## ASSIGNED TASK
After locating the line that contains "of microphone and" in the following entries, reproduce it and each later line exactly, including the last.
===============
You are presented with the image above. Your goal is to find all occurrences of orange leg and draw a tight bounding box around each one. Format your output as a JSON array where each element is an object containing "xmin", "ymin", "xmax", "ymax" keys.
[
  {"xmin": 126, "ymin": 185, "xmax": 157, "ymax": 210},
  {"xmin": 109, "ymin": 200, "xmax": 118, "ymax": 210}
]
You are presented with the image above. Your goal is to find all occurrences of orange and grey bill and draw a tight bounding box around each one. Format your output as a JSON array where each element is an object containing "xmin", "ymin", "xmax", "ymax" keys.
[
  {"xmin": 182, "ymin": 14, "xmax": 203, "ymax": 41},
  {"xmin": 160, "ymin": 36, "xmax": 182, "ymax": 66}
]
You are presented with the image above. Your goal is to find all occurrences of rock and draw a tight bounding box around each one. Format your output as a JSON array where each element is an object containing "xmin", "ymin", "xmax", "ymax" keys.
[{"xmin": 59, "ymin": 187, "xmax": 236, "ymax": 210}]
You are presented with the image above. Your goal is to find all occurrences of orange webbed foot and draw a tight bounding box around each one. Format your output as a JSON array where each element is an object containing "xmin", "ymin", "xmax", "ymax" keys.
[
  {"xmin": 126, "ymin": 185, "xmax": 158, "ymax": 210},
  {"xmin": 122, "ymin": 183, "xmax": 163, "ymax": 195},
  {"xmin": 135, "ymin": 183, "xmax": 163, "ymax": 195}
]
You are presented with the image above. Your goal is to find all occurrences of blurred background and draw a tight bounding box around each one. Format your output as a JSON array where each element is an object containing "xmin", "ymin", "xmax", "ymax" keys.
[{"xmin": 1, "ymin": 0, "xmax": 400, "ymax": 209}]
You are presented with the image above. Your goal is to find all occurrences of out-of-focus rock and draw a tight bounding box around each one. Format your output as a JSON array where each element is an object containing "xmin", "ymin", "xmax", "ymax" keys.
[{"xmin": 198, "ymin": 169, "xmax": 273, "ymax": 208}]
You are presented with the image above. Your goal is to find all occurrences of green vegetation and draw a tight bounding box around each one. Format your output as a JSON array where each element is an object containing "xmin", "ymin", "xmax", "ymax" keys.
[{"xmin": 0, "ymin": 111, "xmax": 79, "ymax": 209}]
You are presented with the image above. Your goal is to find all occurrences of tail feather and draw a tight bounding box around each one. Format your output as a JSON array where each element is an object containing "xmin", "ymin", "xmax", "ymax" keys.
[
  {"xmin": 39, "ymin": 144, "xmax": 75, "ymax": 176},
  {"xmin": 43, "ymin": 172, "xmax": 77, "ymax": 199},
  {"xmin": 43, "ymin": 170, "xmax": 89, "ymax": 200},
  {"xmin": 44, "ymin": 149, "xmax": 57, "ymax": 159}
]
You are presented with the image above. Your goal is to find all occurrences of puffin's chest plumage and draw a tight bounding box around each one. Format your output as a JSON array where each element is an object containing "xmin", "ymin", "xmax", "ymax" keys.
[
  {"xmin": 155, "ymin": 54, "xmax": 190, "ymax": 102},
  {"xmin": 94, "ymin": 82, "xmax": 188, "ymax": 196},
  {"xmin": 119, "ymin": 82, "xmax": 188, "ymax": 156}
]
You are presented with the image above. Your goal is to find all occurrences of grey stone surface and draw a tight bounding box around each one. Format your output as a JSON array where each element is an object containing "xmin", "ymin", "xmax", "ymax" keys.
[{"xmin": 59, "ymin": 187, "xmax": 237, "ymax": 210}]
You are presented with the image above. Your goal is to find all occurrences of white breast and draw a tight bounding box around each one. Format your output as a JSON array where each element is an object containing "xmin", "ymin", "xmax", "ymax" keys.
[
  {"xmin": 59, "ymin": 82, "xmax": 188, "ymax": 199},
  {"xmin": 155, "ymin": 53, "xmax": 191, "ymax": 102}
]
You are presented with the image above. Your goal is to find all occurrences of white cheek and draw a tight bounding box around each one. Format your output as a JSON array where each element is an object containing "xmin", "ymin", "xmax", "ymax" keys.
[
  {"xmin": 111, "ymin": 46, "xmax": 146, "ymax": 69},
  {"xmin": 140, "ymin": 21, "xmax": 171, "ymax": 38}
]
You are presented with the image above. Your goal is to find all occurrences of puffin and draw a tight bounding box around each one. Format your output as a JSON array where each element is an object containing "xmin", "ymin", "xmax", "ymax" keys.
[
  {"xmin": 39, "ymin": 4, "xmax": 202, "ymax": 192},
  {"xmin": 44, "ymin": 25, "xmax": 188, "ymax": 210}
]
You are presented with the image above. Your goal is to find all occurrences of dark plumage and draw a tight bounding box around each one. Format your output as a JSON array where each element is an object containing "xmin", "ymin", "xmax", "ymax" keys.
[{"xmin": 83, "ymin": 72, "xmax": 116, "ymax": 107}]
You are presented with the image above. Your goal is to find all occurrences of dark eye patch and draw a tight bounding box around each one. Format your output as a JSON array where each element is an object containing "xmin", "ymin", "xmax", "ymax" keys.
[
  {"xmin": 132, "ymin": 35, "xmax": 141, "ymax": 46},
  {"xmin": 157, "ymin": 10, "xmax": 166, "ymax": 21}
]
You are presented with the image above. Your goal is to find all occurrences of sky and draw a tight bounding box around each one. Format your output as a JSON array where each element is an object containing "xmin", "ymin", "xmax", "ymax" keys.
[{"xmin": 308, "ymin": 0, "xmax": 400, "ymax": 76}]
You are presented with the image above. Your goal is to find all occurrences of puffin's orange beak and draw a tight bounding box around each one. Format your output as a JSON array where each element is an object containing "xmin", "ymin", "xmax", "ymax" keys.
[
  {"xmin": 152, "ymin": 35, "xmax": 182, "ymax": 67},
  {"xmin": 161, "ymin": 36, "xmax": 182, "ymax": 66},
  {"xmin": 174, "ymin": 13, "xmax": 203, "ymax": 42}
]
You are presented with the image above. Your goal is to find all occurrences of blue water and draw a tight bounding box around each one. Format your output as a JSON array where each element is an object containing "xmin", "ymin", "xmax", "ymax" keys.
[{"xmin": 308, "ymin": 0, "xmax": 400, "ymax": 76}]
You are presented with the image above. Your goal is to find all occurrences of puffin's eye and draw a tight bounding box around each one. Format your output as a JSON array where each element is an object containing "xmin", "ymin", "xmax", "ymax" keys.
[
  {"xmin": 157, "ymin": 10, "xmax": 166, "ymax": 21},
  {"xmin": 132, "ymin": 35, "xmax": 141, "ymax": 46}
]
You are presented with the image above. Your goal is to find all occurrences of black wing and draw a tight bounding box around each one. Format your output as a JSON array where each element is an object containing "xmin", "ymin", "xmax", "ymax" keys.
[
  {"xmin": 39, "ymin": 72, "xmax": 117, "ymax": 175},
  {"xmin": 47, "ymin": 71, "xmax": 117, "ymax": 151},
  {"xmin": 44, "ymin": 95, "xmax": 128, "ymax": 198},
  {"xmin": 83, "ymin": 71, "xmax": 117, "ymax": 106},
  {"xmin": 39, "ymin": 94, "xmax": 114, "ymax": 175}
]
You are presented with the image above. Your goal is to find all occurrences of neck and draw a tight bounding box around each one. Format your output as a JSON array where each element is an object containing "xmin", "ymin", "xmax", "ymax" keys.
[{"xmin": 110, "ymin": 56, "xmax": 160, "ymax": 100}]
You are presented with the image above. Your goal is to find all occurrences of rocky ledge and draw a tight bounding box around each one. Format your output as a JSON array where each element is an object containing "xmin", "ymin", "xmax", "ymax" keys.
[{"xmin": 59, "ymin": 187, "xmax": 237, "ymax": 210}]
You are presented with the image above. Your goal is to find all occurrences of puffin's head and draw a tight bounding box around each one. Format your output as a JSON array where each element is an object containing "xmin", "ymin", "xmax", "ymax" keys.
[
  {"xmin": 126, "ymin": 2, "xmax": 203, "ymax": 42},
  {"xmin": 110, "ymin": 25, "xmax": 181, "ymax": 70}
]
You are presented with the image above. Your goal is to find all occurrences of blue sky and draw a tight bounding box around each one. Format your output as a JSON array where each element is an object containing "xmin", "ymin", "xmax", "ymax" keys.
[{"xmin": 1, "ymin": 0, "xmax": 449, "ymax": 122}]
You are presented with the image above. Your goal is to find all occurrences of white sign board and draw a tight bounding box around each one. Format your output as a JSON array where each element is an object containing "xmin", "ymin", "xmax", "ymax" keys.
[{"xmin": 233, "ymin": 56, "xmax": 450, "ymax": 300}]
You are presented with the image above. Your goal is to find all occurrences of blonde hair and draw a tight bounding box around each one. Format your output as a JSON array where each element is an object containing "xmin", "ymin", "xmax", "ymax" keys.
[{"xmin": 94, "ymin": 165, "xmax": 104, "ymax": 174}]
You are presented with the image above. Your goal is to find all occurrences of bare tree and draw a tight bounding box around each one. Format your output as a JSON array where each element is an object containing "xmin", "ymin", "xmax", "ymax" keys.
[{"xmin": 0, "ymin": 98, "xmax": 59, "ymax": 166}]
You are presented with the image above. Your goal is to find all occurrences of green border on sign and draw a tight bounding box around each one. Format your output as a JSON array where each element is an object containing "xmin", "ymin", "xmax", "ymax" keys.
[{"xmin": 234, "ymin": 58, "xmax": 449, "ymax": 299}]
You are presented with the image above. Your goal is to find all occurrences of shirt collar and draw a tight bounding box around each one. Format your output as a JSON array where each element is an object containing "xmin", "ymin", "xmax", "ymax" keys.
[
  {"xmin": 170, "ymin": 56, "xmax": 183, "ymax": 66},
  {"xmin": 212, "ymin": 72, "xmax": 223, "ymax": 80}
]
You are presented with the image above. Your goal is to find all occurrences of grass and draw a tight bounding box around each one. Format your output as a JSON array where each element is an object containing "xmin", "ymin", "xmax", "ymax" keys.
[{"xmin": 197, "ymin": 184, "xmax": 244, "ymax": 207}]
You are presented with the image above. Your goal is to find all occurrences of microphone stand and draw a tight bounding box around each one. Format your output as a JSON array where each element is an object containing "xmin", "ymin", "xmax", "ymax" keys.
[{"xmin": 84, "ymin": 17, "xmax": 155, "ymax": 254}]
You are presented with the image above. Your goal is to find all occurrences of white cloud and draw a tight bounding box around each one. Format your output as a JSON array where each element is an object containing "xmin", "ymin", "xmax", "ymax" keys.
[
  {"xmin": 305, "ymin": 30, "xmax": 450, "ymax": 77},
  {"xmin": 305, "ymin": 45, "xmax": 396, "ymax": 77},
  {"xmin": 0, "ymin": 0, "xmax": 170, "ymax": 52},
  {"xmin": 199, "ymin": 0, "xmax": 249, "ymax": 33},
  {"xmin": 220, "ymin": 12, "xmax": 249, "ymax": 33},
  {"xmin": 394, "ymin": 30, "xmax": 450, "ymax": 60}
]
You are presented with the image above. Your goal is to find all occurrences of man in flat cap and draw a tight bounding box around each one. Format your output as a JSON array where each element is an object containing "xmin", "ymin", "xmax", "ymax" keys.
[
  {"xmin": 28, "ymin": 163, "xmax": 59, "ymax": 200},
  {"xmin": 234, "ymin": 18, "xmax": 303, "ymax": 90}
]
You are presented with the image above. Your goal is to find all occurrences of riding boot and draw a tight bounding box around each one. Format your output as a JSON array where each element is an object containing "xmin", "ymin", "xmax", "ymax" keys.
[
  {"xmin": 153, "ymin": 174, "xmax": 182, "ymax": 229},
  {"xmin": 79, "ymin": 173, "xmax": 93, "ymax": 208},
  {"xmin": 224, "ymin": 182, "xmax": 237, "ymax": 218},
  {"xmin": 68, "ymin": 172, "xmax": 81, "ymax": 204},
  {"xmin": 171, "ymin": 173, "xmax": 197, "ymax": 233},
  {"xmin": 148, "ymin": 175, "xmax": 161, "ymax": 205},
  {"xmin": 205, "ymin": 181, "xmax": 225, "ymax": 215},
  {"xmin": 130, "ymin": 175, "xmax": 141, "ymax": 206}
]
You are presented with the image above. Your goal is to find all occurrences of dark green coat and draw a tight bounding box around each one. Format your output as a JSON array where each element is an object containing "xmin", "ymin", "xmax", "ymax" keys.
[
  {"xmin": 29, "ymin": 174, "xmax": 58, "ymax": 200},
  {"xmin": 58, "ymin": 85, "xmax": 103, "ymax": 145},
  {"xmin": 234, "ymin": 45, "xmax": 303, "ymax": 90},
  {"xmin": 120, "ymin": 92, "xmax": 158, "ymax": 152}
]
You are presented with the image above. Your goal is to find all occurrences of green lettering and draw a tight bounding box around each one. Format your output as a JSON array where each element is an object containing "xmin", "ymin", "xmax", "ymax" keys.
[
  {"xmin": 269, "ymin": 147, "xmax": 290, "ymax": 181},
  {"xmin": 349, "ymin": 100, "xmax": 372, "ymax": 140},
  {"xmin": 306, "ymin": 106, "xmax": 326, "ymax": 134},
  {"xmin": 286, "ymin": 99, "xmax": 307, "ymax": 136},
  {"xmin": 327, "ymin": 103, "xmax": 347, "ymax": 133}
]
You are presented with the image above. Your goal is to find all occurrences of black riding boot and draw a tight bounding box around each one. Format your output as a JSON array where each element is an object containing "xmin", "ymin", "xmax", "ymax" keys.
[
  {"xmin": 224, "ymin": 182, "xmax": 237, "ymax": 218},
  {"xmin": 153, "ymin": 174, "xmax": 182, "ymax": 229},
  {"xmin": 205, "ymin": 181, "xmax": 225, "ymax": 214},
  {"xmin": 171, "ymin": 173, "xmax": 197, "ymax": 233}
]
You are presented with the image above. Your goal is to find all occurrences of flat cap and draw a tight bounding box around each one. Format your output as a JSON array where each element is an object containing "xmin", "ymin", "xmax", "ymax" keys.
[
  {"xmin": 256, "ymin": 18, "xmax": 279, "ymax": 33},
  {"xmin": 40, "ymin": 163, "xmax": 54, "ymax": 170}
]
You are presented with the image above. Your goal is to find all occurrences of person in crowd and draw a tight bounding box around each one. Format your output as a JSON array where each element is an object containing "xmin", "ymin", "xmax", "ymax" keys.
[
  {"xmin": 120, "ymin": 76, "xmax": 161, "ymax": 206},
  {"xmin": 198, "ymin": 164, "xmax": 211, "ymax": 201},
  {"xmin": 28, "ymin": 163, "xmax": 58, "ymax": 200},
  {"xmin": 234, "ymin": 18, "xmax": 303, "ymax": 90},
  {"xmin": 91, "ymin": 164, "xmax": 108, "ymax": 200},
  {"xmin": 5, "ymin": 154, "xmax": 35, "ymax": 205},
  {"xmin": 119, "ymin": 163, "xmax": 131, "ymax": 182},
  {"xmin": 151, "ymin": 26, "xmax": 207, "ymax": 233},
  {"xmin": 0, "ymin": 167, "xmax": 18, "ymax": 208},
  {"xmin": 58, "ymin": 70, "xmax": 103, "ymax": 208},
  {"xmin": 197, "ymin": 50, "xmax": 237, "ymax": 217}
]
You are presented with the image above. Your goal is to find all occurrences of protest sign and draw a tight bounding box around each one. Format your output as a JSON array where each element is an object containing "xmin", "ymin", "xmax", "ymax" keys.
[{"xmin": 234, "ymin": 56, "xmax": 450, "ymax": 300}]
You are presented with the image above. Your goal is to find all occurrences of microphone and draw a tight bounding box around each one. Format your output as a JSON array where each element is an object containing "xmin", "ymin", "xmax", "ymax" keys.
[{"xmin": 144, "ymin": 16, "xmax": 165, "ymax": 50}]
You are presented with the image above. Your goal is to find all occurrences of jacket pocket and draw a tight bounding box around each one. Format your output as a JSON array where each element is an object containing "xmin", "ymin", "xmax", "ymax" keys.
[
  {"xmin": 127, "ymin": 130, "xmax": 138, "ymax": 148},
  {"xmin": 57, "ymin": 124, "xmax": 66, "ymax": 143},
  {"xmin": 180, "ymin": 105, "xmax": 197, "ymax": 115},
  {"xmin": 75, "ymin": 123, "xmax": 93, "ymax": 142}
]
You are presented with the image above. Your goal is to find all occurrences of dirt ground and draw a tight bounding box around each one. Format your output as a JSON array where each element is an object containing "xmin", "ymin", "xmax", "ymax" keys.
===============
## RESPONSE TO THIS EXERCISE
You are presented with the image above. Your goal is to find all occurrences of microphone and draw a tight bounding box around each one. Format your output as a JSON array where each element is an object containing "xmin", "ymin", "xmax", "ymax" keys.
[{"xmin": 144, "ymin": 16, "xmax": 165, "ymax": 50}]
You are presented with the image above. Your goal is to find all occurrences of jacket pocket and draw a tight bounding box around each one. Format your output as a JSON array where each element is an object containing "xmin", "ymin", "xmax", "ymax" keys.
[
  {"xmin": 127, "ymin": 130, "xmax": 138, "ymax": 148},
  {"xmin": 57, "ymin": 124, "xmax": 66, "ymax": 143},
  {"xmin": 180, "ymin": 105, "xmax": 197, "ymax": 115},
  {"xmin": 75, "ymin": 123, "xmax": 93, "ymax": 142}
]
You are presented with the image above. Your goal is to find all occurrences of dirt ground and draw a tight bounding box around each one. Format your output as a JSON array where each element is an object containing "xmin", "ymin", "xmax", "ymax" keys.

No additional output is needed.